*Written instruction*
Continue the interview guide below on designing a simple auction system, starting after its final step, "Discuss failure scenarios".

Design a Simple Auction System

System Design
Medium
Stripe
68.4K views

Design an online auction platform. Focus on concurrency (handling simultaneous bids), bid validation, and real-time updates (WebSockets).

Why Interviewers Ask This

Interviewers at Stripe ask this to evaluate your ability to handle high-concurrency financial transactions where data consistency is non-negotiable. They specifically test your understanding of race conditions, the trade-offs between strong and eventual consistency, and how to implement real-time bid propagation without locking the entire system down.

How to Answer This Question

1. Clarify requirements by defining constraints like max bids per second and latency expectations typical of payment platforms. 2. Outline a high-level architecture using a write-through cache for speed and a persistent database for truth. 3. Address concurrency directly by proposing optimistic locking or distributed locks (like Redis) to prevent overbidding. 4. Detail the real-time update mechanism using WebSockets with server-sent events to push winning bid changes instantly. 5. Discuss failure scenarios, such as network partitions, and explain how you would ensure idempotency so duplicate bids do not corrupt the auction state.

*Items*
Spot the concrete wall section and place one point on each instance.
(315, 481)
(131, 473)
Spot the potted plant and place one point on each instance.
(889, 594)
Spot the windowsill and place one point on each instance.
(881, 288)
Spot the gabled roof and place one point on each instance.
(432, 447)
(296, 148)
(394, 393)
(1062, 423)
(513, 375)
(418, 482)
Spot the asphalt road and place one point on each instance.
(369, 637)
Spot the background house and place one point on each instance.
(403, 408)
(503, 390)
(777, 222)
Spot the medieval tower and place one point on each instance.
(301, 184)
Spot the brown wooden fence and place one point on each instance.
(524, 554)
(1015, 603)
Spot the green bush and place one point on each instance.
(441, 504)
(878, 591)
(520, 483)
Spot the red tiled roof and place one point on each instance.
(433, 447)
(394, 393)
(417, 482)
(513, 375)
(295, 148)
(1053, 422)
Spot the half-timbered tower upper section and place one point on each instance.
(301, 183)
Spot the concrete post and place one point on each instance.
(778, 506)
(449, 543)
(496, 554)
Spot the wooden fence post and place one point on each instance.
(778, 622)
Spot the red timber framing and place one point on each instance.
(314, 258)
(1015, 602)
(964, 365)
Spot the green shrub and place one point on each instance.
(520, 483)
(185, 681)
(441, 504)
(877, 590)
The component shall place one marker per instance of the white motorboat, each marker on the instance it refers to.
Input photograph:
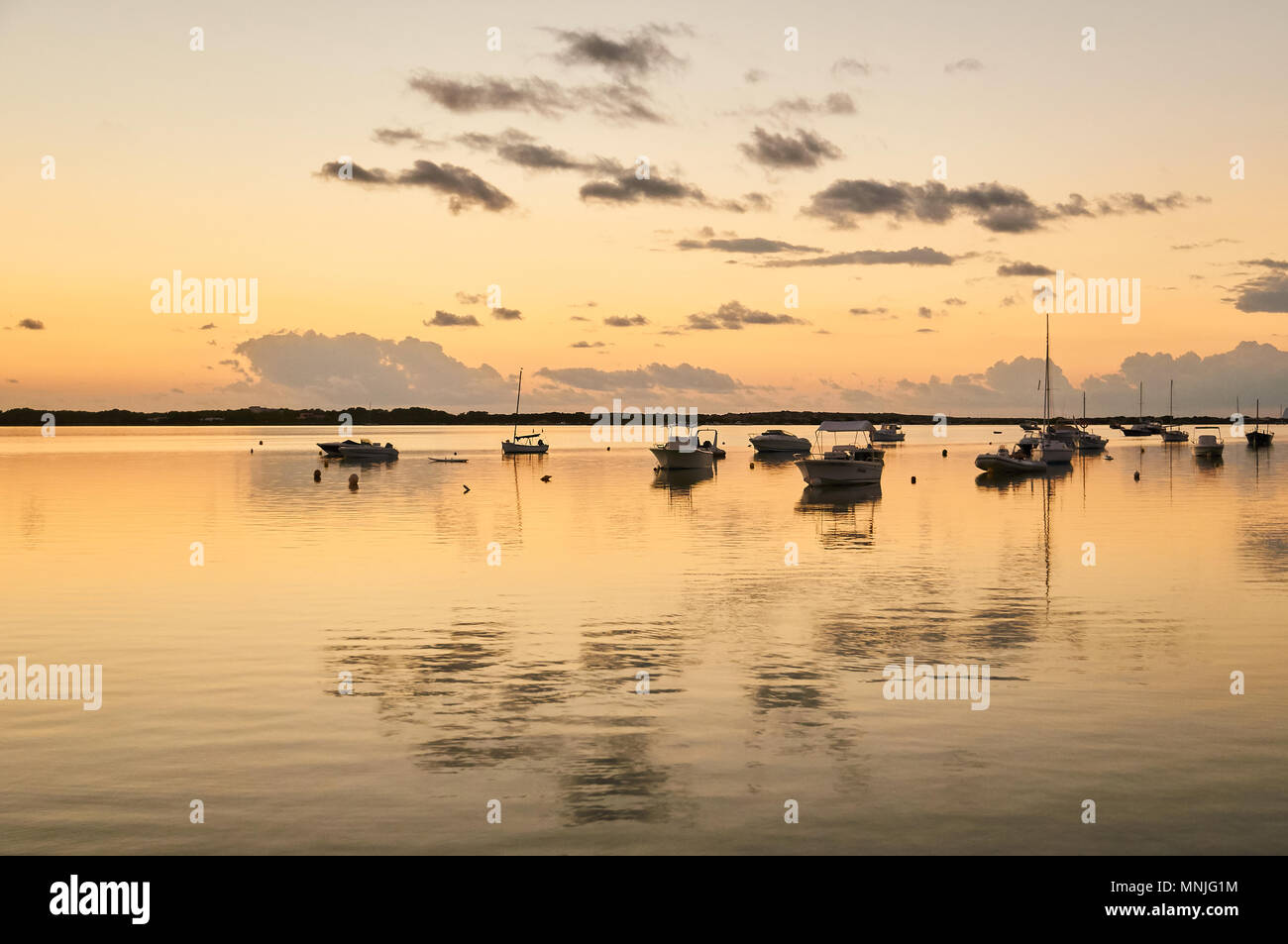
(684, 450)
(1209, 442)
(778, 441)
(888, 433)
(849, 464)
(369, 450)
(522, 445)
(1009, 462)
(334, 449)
---
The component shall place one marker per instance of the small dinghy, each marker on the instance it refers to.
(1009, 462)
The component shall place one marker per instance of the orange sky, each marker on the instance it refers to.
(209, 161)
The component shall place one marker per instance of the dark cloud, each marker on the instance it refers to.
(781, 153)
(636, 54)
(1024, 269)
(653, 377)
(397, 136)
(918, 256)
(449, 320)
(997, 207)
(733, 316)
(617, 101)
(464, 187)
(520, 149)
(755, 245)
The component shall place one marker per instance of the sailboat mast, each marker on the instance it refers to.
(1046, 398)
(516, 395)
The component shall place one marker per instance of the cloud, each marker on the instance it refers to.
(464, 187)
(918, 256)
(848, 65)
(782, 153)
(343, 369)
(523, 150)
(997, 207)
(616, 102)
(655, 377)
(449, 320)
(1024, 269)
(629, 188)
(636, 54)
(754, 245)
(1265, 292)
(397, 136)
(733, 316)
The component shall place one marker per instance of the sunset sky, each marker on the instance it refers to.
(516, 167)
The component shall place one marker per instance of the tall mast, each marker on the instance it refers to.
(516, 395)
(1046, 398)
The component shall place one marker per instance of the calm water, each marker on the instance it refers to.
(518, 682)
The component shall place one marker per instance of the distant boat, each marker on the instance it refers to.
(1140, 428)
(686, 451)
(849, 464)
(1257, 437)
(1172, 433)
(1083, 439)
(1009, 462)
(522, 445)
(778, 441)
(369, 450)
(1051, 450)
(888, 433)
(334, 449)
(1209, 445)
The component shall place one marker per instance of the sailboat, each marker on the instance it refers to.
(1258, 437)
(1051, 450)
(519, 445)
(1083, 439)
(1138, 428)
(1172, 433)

*Response to the task*
Key Points to Cover

  • Explicitly address race conditions using optimistic locking or distributed locks
  • Explain the role of Redis or similar caching layers for low-latency read/write operations
  • Detail the WebSocket implementation strategy for pushing real-time bid updates
  • Demonstrate awareness of idempotency to handle network retries safely
  • Connect technical choices to financial integrity and consistency guarantees

Sample Answer

To design this auction system, I first define the core constraint: ensuring no two users can win the same item at the same price due to race conditions. I propose a hybrid architecture where incoming bids are validated against a cached current highest bid in Redis before being written to the primary database. For concurrency, I would use optimistic locking with version numbers on the bid record; if a concurrent update fails the version check, the transaction retries. This prevents the need for heavy database locks that would kill performance. For real-time updates, the backend maintains persistent WebSocket connections with all connected clients. When a new valid bid is committed, the server broadcasts an event to all listeners, ensuring sub-second visibility. Given Stripe's focus on reliability, I would also implement idempotency keys for every bid request to safely handle retry logic from flaky networks. Finally, we must consider settlement; once the auction ends, a background worker validates the final state against the audit log before initiating any payment processing flows.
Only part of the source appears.